DIRECTIONS = Locate each line in the listing below that contains the string "blonde" and copy every such line in full. Matching is case-sensitive.

MATERIAL TO PROCESS =
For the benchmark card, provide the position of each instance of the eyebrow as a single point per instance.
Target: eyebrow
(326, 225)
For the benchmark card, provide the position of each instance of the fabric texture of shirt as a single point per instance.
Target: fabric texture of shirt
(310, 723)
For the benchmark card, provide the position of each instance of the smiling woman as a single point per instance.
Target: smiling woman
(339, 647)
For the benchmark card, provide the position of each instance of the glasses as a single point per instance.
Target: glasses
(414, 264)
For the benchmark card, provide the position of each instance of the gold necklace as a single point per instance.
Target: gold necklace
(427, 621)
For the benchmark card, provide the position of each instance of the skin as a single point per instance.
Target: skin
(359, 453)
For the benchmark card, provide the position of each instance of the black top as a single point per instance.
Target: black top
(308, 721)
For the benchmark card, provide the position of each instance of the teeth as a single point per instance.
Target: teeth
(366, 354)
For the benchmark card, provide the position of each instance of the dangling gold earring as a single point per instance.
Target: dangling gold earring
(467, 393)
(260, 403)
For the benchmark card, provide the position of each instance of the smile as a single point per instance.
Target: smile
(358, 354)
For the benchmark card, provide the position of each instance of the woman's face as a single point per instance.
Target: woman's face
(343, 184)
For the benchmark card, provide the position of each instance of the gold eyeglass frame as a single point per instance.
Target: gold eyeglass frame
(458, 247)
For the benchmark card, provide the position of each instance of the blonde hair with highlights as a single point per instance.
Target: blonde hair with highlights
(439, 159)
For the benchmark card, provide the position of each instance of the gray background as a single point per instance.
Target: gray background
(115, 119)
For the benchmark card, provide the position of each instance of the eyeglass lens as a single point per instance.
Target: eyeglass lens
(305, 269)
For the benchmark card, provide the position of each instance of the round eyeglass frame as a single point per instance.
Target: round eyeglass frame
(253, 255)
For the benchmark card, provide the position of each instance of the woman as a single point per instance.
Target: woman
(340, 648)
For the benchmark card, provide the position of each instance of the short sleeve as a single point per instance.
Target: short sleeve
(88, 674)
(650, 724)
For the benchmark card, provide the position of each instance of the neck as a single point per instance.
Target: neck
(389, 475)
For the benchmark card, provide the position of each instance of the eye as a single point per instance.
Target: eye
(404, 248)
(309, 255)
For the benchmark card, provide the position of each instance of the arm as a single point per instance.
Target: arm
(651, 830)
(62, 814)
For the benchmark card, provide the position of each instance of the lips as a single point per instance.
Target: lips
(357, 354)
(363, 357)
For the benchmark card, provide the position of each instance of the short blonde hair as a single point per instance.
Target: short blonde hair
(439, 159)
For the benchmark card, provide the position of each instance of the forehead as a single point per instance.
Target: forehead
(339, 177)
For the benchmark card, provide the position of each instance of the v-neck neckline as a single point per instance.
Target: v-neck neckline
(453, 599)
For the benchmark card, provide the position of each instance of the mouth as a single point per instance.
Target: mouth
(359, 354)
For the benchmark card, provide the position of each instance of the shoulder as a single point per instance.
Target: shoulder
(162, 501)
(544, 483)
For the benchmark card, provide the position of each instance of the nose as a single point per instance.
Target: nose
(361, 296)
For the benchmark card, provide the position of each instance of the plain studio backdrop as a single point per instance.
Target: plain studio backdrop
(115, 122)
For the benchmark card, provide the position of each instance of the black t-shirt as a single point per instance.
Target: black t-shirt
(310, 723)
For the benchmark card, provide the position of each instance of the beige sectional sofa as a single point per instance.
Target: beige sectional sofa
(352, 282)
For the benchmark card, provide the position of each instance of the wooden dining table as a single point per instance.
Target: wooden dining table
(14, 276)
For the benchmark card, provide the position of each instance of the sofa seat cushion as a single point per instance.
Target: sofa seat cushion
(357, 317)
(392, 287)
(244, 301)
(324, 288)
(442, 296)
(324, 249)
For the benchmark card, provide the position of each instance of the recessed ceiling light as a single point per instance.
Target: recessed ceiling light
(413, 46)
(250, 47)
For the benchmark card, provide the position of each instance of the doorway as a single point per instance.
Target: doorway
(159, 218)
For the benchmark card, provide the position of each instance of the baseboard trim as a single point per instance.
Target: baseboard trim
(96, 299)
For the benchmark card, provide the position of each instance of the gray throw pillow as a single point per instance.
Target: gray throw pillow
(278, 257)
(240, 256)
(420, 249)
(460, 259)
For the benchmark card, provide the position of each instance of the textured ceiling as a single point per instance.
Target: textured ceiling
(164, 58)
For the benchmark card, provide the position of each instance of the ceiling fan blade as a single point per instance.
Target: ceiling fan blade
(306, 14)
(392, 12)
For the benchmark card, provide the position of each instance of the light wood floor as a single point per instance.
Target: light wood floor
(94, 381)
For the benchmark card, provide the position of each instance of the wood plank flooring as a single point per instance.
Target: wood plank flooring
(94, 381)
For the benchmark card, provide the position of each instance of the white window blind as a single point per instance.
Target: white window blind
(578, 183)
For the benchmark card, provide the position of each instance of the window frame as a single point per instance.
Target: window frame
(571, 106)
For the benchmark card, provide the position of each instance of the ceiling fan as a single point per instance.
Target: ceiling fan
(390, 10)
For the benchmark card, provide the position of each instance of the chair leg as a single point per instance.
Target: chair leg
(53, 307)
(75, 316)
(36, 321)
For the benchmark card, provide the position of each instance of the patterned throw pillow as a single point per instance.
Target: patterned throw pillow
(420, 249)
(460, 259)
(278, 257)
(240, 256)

* * *

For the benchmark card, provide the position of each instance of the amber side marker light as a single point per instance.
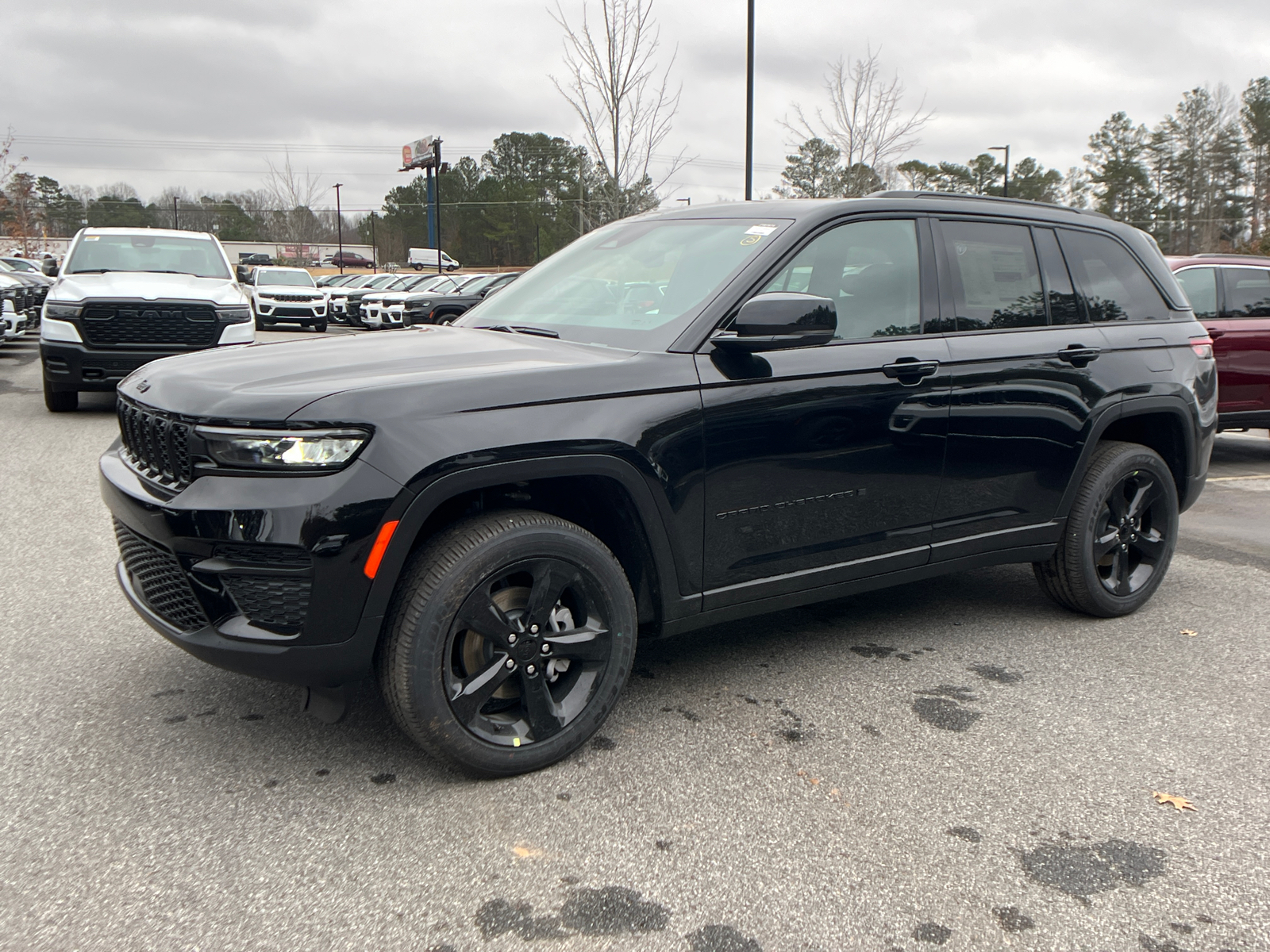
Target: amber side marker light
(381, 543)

ANSWER FOR THE TASK =
For the benchmark card, provide the position of each instance of the blonde hair with highlights as a single point per instance.
Target: blonde hair with highlights
For the benchmark card, provide the position of each instance of the short blonde hair as a single point per instance.
Target: short blonde hair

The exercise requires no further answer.